Makale

Kıbrıs Rum Cumhuriyeti’nin yardım önerisini reddetti faşist rejim. Rum ekibi, ancak Avrupa Birliği kanalıyla yardıma gelebildi. Rum Cumhuriyeti’nde benzer bir felaket olsa, yardıma gitmeyecek kadar kötüler yani!

Yunanistan'dan Hatay’a gelen ekipteki İşçi Takımı / Sendika T-34 üyesi üç komünist işçi, gözaltına alındı.  Topu topu üç komünistin varlığından korkacak kadar ödlekler yani!

İspanya, Almanya ve Avusturya ekipleri güvenlik nedeniyle ülkelerine erken dönmek zorunda kaldılar. İspanyol ekip “İçeride yaşayan insanlar varken iş makineleri enkazlara girmeye başladı, bunun parçası olmayacağız” diye açıklama yaptı.

İsrailli arama kurtarma ekibi güvenlik sorunu nedeniyle bölgeden ayrılırken ümmetçi faşist gazetenin manşetinde “Yardımsever kılıklı istihbaratçılar defoldu!” diye başlık atıldı. İsrail ekibinin tamamı istihbaratçı olsa, felaket bölgesinde neyin istihbaratını yapacaklar ki?

***

DÖRT AYAKLI DOSTLAR

Dünyanın her yerinden gelen arama kurtarma ekipleri içinde ümmetçi faşistlerin “İçinde köpek bulunan eve melekler girmez” inancıyla hakir gördükleri dört ayaklı dostlar da vardı.

Meksika ekibinde Proteo.

Güney Kore ekibinde Haetae.

Almanya ekibinde Asko ve Pia.

İsveç’ten Killia.

İspanya’dan Domi.

ABD’den Peter Pan.

Türkiye’den Alfa, Köpük ve daha niceleri.

Enkaz altındaki nice insanların seslerini duydular, kurtarılmalarını sağladılar. Proteo arama kurtarma çalışmaları esnasında hastalanmış, ülkesine dönemeden ölmüş. Proteo için Meksika’da anma töreni düzenlenmiş. Ruhu şad olsun!

İnsan eşrefi mahlukattır, köpekler necistir” doğması ve benzer nice dogmayla efsunlu güruh, dogmalarının saçmalığıyla yüzleşir mi acaba?

***

Felaketin ikinci haftası da geride kaldı. Göz yaşı pınarlarımız hâlâ kuru, ağlamaya hâlâ gücümüz yok. Sadece tektonik depremin enkazı altında değiliz; ümmetçi ırkçı faşist rejimin de enkazı altındayız. İktidar, gecikmiş yardım eleştirilerini “deftere yazdık” tehdidi ile karşılıyor.

Sözde herkesten daha dindar; herkesten daha fazla geleneklere göreneklere saygılı. Sadece bu memleketin değil, çok geniş bir insanlık ailesinin geleneğidir. Ölünün yedisi çıksın diye beklenir, kefenin yedi gün ıslak kaldığına inanılır, mevta için dua edilir; yedisi çıktıktan sonra giysileri fakir fukaraya dağıtılır veya yakılır, anısına yemek yedirilir. Ümmetçi ırkçı faşist iktidar, on binlerce mevtanın yedisini beklemeden, kendi ömrünü uzatmak için seçimi ertelemeye, felaket karşısında birbirlerine kenetlenen insanları ayrıştırmaya, dayanışmalarını engellemeye çalışıyor.

Konum etiketleme veri kümesi alıntıları

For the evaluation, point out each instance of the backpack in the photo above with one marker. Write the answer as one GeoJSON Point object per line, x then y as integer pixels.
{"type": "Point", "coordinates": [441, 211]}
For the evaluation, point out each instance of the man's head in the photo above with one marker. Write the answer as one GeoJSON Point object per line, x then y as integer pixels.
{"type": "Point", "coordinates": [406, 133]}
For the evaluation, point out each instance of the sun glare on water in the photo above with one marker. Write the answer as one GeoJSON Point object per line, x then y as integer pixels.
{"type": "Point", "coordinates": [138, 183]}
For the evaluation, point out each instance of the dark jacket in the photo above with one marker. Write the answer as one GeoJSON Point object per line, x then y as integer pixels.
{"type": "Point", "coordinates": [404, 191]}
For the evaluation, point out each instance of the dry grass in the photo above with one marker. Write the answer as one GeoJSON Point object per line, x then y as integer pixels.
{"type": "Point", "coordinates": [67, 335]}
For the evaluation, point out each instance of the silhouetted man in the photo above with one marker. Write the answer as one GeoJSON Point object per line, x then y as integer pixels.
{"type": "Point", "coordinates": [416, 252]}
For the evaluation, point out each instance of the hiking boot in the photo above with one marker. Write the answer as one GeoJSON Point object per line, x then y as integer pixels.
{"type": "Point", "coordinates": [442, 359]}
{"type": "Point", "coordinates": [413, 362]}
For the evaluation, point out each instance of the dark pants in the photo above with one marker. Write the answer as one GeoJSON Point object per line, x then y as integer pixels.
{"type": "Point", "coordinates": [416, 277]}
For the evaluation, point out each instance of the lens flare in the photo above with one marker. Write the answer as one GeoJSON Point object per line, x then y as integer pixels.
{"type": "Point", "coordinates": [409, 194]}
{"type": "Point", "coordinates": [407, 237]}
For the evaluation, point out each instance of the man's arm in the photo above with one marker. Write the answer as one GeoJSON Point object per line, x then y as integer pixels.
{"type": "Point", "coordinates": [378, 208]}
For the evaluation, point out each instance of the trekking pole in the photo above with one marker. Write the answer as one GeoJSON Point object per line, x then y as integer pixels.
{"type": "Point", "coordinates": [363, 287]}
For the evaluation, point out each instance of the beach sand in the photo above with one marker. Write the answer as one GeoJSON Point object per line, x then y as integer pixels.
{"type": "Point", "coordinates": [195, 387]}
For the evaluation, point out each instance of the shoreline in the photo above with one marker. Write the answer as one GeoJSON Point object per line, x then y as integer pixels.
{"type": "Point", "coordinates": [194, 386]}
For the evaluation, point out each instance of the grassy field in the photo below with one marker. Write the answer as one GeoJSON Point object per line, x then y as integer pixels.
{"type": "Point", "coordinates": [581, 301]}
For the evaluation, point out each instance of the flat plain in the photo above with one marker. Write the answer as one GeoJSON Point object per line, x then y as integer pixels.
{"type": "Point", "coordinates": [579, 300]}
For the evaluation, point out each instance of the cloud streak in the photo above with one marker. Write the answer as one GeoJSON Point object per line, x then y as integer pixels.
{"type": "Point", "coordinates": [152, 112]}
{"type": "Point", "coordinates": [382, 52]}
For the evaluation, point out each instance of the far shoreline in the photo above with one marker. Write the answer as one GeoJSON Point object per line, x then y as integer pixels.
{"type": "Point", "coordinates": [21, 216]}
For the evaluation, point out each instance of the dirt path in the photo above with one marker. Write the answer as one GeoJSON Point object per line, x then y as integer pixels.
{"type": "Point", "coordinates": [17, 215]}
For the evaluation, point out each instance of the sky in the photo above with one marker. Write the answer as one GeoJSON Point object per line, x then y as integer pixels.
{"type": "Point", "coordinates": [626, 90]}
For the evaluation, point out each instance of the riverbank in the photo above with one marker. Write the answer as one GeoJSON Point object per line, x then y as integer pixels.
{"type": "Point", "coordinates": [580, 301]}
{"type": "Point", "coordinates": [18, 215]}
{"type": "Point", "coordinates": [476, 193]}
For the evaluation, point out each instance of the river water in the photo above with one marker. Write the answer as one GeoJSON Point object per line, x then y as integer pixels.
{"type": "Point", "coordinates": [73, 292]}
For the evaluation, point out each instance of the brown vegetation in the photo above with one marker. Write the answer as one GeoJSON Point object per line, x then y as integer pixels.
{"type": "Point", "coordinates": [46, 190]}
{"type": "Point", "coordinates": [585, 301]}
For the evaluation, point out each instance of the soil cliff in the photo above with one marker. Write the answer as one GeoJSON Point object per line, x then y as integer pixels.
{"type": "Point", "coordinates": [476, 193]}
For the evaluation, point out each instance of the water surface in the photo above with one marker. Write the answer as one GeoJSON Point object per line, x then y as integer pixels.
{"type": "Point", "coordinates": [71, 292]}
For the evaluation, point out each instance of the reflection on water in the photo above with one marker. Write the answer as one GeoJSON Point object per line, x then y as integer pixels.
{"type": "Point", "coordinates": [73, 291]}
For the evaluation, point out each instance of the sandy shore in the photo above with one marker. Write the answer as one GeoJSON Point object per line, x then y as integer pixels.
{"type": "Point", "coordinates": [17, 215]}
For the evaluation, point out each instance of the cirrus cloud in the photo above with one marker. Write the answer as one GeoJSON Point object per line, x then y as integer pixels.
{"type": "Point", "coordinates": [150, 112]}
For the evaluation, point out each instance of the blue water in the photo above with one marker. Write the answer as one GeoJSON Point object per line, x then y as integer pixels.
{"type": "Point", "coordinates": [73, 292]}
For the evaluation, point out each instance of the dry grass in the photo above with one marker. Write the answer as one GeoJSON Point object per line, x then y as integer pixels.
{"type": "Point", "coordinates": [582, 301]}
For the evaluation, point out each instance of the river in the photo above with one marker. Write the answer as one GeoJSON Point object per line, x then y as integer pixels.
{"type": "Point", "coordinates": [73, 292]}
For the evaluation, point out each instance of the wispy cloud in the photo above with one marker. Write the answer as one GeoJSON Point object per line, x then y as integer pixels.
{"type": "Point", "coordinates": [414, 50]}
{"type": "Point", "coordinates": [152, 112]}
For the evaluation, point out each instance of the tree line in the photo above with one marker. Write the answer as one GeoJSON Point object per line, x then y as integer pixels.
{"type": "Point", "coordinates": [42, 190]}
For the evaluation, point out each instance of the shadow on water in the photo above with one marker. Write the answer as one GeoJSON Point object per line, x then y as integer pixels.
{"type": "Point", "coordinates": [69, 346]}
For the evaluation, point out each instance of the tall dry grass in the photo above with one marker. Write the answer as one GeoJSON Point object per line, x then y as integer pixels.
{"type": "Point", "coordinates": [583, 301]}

Çalışma Konuları
A - Makalede “Sözde herkesten daha dindar” diye başlayan paragrafı, temel bilgilerini koruyarak kısa bir madde listesine dönüştürün.
B - Makalenin son paragrafından sonra gelecek bölümü yazın.

Çözümler
A -
- İktidar, herkesten daha dindar ve geleneklere daha saygılı olduğunu ileri sürüyor.
- Yedi gün geleneği: Ölünün yedisinin çıkması beklenir. Kefenin yedi gün ıslak kaldığına inanılır ve mevta için dua edilir.
- Yedisi çıktıktan sonra ölünün giysileri yoksullara dağıtılır ya da yakılır, anısına yemek yedirilir.
- Bu, yalnızca bu memleketin değil, geniş bir insanlık ailesinin geleneğidir.
- İktidar, on binlerce mevtanın yedisini beklemeden kendi ömrünü uzatmak için seçimi ertelemeye çalışıyor. Felaket karşısında kenetlenen insanları ayrıştırmaya ve dayanışmalarını engellemeye de uğraşıyor.

B -
Dayanışmayı engellemeye çalışıyor. Çünkü biliyor ki, acıyı paylaşma, felaket karşısında dayanışma insanlığı güçlendirir, toplumu dinçleştirir ayağa kaldırır. 

Dayanışma ile doğrulup ayağa kalkacağız. İyi ki büyük insanlığın dayanışması var.

15 Şubat 2023 Çarşamba

ASKER DEPREM BÖLGESİNE NEDEN GEÇ KALDI?

Eski askerim ya; sivil arkadaşlarım (bildiğimi sanarak) askeriyeye dair ne varsa soruyorlar. Deprem için de öyle. Maraş depremi sonrasında asker ilk iki gün ortalıkta görünmeyince, haklı bir öfke ve tepkiyle sordular:

- Komutan, sen bilirsin! Asker deprem bölgesine girmekte neden gecikti?

Ne yanıt vereyim? Benim askerliğim 41 yıl öncesinde üsteğmen rütbesinde kaldı, kalbim solda attığı için 12 Eylül faşizmi döneminde ilişiğimi kestiler. Nerden bileyim bugünkü depremde askerin ilk iki gün neden ortalıkta görünmediğini. Aklımda belleğimde kalan şey, askerlikte emirin demiri kestiği. Demek ki, emir veren olmadı, o yüzden asker ortalıkta görünmedi.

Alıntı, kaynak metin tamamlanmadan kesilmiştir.